### ABOUT THIS TASK
Write the data out verbatim.

### INPUT DATA
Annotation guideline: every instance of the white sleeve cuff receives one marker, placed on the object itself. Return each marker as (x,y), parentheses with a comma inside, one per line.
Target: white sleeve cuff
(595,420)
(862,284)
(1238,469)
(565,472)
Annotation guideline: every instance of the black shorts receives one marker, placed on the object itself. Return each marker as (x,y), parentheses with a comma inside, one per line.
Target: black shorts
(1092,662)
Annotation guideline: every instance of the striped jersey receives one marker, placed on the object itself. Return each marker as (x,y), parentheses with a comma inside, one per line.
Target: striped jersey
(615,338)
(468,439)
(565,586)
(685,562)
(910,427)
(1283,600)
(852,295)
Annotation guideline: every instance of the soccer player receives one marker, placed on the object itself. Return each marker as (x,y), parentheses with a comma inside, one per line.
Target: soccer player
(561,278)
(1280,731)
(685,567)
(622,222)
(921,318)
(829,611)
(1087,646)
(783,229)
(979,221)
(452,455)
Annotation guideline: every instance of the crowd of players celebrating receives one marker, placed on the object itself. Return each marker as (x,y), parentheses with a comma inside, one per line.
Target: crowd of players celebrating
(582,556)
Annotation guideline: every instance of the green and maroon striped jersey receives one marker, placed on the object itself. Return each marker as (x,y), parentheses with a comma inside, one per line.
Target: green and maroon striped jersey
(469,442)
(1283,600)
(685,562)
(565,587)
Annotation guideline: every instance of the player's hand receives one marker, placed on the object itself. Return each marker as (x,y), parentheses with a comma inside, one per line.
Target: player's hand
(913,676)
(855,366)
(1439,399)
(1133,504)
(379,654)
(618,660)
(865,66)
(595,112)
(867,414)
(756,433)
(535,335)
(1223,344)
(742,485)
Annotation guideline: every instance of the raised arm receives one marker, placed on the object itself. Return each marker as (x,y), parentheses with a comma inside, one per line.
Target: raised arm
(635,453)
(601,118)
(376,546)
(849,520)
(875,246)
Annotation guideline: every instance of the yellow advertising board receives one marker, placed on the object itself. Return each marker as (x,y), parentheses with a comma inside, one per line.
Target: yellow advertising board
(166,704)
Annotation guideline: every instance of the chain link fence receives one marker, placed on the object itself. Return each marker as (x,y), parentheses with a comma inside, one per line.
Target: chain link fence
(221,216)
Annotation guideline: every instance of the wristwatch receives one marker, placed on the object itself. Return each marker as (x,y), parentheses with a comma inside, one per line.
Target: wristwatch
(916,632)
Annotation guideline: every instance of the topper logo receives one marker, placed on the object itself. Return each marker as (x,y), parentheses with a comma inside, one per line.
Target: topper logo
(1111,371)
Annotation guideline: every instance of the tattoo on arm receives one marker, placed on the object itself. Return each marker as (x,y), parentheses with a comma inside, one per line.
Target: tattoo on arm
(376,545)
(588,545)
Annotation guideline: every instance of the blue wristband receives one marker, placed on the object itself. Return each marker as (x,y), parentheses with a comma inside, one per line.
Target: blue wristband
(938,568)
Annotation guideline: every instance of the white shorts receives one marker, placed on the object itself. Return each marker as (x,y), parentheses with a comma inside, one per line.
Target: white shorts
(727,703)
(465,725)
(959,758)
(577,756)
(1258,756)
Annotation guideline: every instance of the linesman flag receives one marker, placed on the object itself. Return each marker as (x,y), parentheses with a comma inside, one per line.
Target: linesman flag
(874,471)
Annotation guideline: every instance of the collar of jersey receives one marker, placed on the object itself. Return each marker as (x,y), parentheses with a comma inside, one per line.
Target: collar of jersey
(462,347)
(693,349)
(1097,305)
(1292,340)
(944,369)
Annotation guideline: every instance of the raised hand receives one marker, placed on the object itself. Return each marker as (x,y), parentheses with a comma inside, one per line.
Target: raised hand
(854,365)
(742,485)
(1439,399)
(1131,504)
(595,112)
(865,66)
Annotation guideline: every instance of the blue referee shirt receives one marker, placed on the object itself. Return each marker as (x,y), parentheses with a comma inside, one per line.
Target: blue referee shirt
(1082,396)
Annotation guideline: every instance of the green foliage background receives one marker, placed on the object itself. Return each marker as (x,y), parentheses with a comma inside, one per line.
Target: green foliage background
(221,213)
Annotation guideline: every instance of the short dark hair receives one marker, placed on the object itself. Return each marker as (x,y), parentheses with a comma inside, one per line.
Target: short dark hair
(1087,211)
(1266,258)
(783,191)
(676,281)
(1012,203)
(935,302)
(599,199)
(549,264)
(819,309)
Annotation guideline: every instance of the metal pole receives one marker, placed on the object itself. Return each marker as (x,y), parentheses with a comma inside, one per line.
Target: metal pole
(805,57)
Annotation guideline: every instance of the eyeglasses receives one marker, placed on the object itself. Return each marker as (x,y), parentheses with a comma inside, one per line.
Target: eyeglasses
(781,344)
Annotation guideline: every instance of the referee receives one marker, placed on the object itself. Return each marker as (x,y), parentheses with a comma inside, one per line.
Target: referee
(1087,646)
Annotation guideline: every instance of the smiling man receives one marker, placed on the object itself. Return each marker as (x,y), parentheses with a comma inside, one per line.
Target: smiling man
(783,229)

### SOLUTION TO THE EXERCISE
Annotation guideline: every instance of the white sleeve cuff receives one marker, placed on the object itself. Return each marker as (x,y), parentheses with a comma inside, one per line.
Target: white sleeve cuff
(595,420)
(862,284)
(1238,469)
(565,472)
Annotation guideline: every instance of the black shorts receives one marker, placed on the object itself. Return each marker as (x,y), parentheses with a comma inside, one per line.
Target: black shorts
(1092,662)
Annotation guideline: every instance of the striped jersey receives one marker, placed on the object itself. Return each marker as (x,y), parentheses with a comma inside, one per line.
Target: striped jersey
(615,338)
(468,439)
(565,586)
(685,562)
(910,427)
(1283,600)
(852,295)
Annotation guideline: every instance of the soccer player receives one marker, placed on the object itself. Return each marker as (x,y), parentheses with a comma inside, one per line.
Target: soccer player
(561,278)
(1280,731)
(685,567)
(622,222)
(921,318)
(829,611)
(1087,646)
(783,229)
(979,221)
(452,455)
Annotation guideline: every instance of the crowd of players celebrating receives one marker, placed on the object itself. Return each marker as (x,y), parentheses with a comma inside, one per line.
Target: crowd of players celebrating
(582,556)
Annotation guideline: every instance of the green and maroon striped jersey receives one marker, placed on the object itself. Return each marker as (x,y), parentheses with a comma inside, one per line.
Target: green and maroon striped jersey
(469,442)
(1283,600)
(685,562)
(565,587)
Annotation guideline: every instance of the player's hand receives one marker, placed on the object itself. Return each marker as (x,y), parentheses with a comma inside, one per line.
Target: player's hand
(913,676)
(855,366)
(1439,399)
(1133,504)
(379,654)
(618,660)
(865,66)
(595,112)
(867,414)
(756,433)
(535,335)
(1223,344)
(742,485)
Annotation guideline: every instance of the raised arm receives one marker, placed on the object itself. Return each marker as (x,y), parentheses with a comma inside, one per line.
Target: raised arm
(635,453)
(601,118)
(376,546)
(849,520)
(875,246)
Annotation guideline: every instance of the yellow advertising board receives one marker, placed on the object itself. Return each marker as (x,y), parentheses with a comma inside, one per line.
Target: yellow advertising board
(166,704)
Annotation guideline: every instance of the chain link fence receives one marker, placed on the object itself. Return each marker as (x,y), parentheses with a comma inside, one per line.
Target: chain link fence
(221,216)
Annotation guideline: every instance of the wristwatch receives one marker, placed on the object itself. Return each marker as (x,y), parentheses with a comma inside, one per line.
Target: wristwatch
(916,632)
Annotation guideline: every instance of the topper logo receives one marker, placed on the object itself. Return each marker as (x,y), parentheses with a comma inside, one per line.
Target: topper logo
(1111,371)
Annotation guideline: every instance of the tattoo on arm receives one marker, placed on the object itself. Return each marker as (x,y), parentheses with a comma inside, one per line.
Target: tattoo on arm
(376,545)
(588,545)
Annotation guideline: every instance of the blue wristband receives one marker, placed on the object itself. Return each marker as (x,y), parentheses with a comma inside, one per line.
Target: blue wristband
(938,568)
Annotation guideline: every instance of the white shorts receives one marker, placed on the object itself. Return each marker as (x,y), parentheses with a comma inside, one per line.
Target: white shorts
(727,703)
(465,725)
(959,758)
(577,756)
(1258,756)
Annotation guideline: every instance of the linesman flag receives one marker, placed on the object itself. Return each marker as (x,y), parentheses with a comma inside, one per line.
Target: linesman flag
(874,471)
Annotation guideline: every instance of the collar of jersey receives one marker, placed on the object itself. Return each marker as (x,y), parentheses with a comma inside, one per line.
Target: collar of jersey
(462,347)
(693,349)
(1097,305)
(1292,340)
(944,369)
Annotation guideline: every instance of the raised hand receives one marker, placed on the object itself. Return each marker as (x,y), parentheses with a comma inside, one per line.
Target: raised hand
(854,365)
(742,485)
(1439,399)
(1131,504)
(595,112)
(865,66)
Annotation guideline: every instance of the blue referee shirt receives one marker, placed on the object itself. Return each marker as (x,y), parentheses with a comma inside, one per line.
Target: blue referee shirt
(1082,396)
Annotation guideline: every instance of the green foliage background receives one marker, placed on the object itself. Return each marker as (x,y), parentheses with a comma inside, one per line.
Target: green foliage background
(221,213)
Annotation guideline: every instance of the short dark hair receives one marker, placed on the object itself. Return each marker as (x,y), parentheses with a comma inside, one per line.
Target: short dark hair
(1087,211)
(1266,258)
(783,191)
(676,281)
(1012,203)
(935,302)
(599,199)
(549,264)
(819,309)
Annotation guideline: every instance of the metal pole receives one marker, placed on the object itself. Return each marker as (x,y), parentheses with a comma inside, one per line.
Target: metal pole
(805,57)
Annotation guideline: every instance of the eyeglasses receives one marker, placed on the object itself. Return each marker as (x,y), parentheses with a comma inside, one per line.
Target: eyeglasses
(781,344)
Annotation guideline: every instance of the referee receives one marker, placed on the object itself. Return each marker as (x,y), parentheses with a comma inside, one per line.
Target: referee
(1087,646)
Annotation guideline: every instance of the smiling man receives one marker, placed on the object itself. Return each marker as (x,y), parentheses with a comma inside, one per line.
Target: smiling man
(783,229)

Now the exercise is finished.